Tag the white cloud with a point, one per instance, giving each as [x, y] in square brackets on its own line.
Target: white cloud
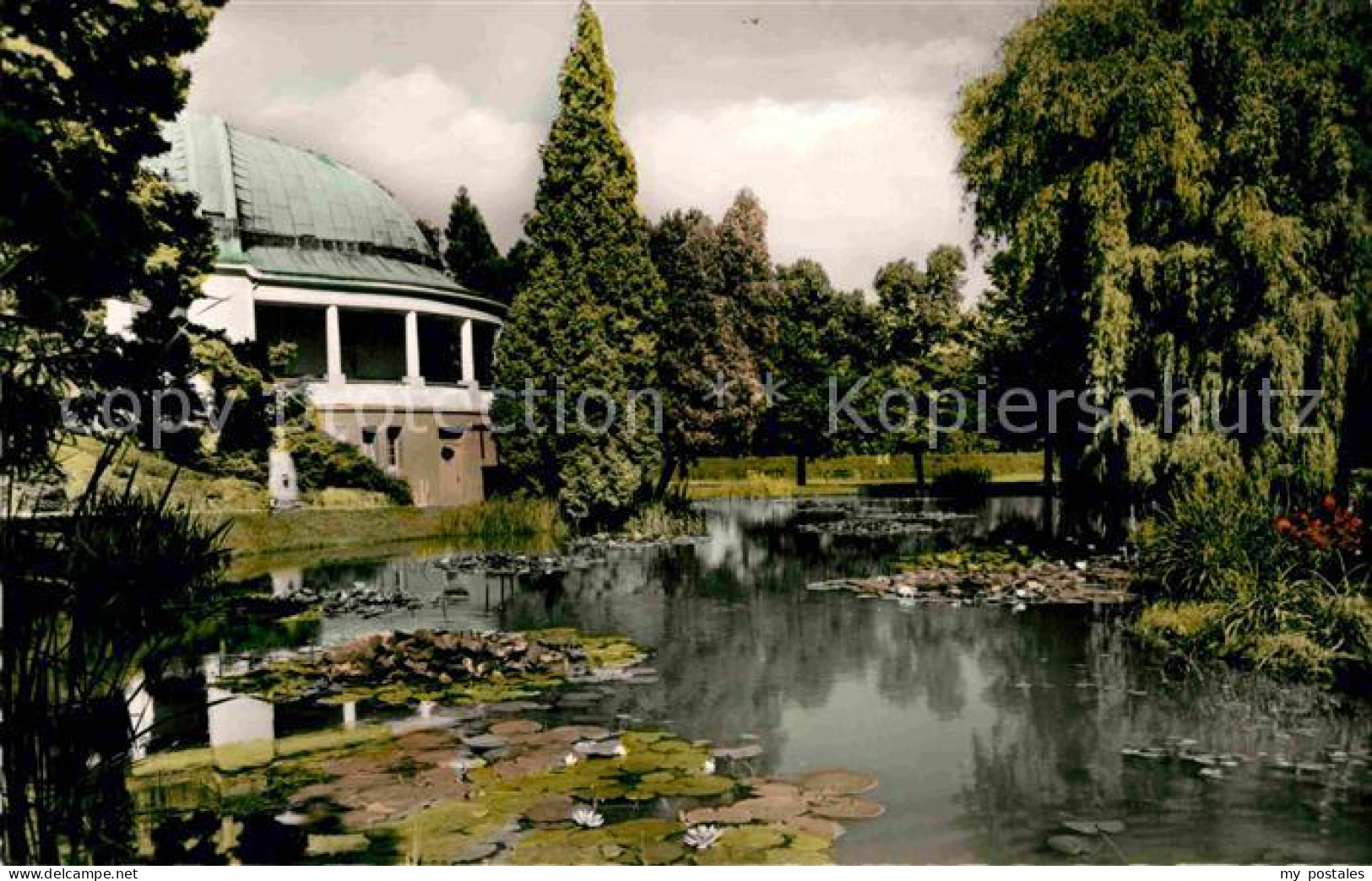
[849, 183]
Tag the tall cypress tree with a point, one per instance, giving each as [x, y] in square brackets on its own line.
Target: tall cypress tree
[469, 253]
[586, 319]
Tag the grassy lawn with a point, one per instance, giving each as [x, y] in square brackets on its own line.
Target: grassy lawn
[497, 522]
[753, 477]
[333, 519]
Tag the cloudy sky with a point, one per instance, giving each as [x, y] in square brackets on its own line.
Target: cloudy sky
[838, 116]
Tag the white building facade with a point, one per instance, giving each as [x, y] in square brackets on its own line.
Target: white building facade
[394, 354]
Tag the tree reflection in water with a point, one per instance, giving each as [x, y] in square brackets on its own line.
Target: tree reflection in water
[89, 600]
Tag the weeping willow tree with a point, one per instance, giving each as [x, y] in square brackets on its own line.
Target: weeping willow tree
[1178, 191]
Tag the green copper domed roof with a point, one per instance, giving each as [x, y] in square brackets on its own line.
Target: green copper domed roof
[296, 213]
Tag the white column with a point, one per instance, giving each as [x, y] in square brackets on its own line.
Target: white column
[468, 354]
[412, 349]
[334, 343]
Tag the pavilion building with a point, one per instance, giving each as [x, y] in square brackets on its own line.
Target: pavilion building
[394, 354]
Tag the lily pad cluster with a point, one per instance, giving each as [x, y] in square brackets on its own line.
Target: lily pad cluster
[439, 666]
[985, 582]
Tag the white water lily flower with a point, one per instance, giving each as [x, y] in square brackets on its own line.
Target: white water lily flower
[588, 819]
[702, 837]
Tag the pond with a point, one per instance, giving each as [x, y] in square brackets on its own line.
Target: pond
[987, 727]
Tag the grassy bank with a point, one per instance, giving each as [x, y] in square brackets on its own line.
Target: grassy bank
[502, 521]
[199, 491]
[766, 477]
[1236, 576]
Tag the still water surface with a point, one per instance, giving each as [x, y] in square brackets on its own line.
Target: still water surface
[985, 727]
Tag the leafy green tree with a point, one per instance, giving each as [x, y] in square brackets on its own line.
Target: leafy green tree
[814, 342]
[707, 374]
[586, 320]
[1180, 190]
[469, 253]
[80, 221]
[750, 278]
[921, 343]
[434, 236]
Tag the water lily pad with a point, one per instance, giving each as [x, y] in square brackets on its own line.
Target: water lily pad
[838, 782]
[550, 810]
[515, 727]
[333, 846]
[726, 815]
[816, 828]
[486, 741]
[847, 808]
[605, 749]
[773, 808]
[764, 789]
[752, 839]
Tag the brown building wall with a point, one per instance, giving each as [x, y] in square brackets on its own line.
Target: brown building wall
[441, 455]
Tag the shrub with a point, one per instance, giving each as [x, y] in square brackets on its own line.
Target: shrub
[965, 480]
[665, 519]
[322, 462]
[1209, 541]
[1183, 626]
[504, 519]
[1284, 594]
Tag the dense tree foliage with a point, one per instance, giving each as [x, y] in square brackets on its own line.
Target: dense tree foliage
[586, 319]
[921, 344]
[707, 374]
[468, 250]
[80, 221]
[818, 339]
[1180, 194]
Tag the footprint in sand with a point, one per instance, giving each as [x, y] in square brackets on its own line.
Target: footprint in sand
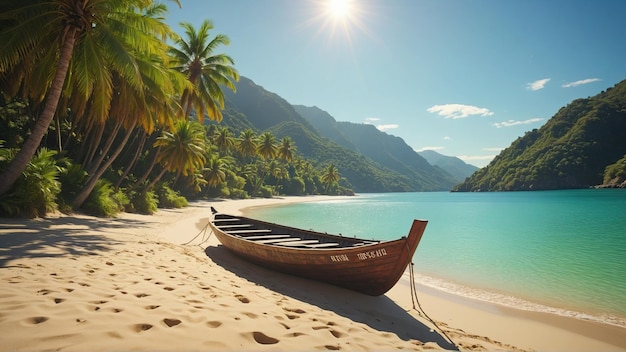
[263, 339]
[214, 324]
[171, 322]
[242, 299]
[37, 320]
[141, 327]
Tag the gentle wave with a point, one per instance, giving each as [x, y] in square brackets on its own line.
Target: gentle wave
[510, 301]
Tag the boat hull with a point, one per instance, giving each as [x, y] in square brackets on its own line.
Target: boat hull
[371, 269]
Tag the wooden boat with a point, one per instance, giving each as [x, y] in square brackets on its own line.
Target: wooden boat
[367, 266]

------------------------------------------------

# YOUR TASK
Restate the entries from the beginning through the line that contains "[1178, 191]", substituting "pine" for every "cypress" and keeping everything else unchanged. Leave out the pictures.

# ANSWER FOR THIS EXERCISE
Tag the white cloud with a point, one per instance, giving each as [x, y] in square brackets on its own line.
Target: white cloud
[849, 183]
Tag the tall pine tree with a point, one per instance, giving each as [x, y] in square brackets on its own line.
Target: tall pine tree
[469, 253]
[586, 319]
Tag the grassy lawn with a point, one per instance, giving each as [x, y] in square brackets on its own line.
Target: grassy lawn
[497, 522]
[753, 477]
[333, 519]
Tag the cloudy sky with a point, one per instance, giving each as [x, y] in square brackets on its own line.
Target: cloudy sky
[838, 116]
Tag the white building facade with a point, one per instance, giving each as [x, y] in square brackets on its own line.
Target: white building facade
[394, 354]
Tag the tree reflection in water with a point, one per instance, giving each as [x, y] in square brackets on its own line.
Target: tree reflection in water
[89, 600]
Tag the weeping willow tree with a point, one per instance, giving each as [x, y] in square brackets on its own line.
Target: weeping willow tree
[1178, 191]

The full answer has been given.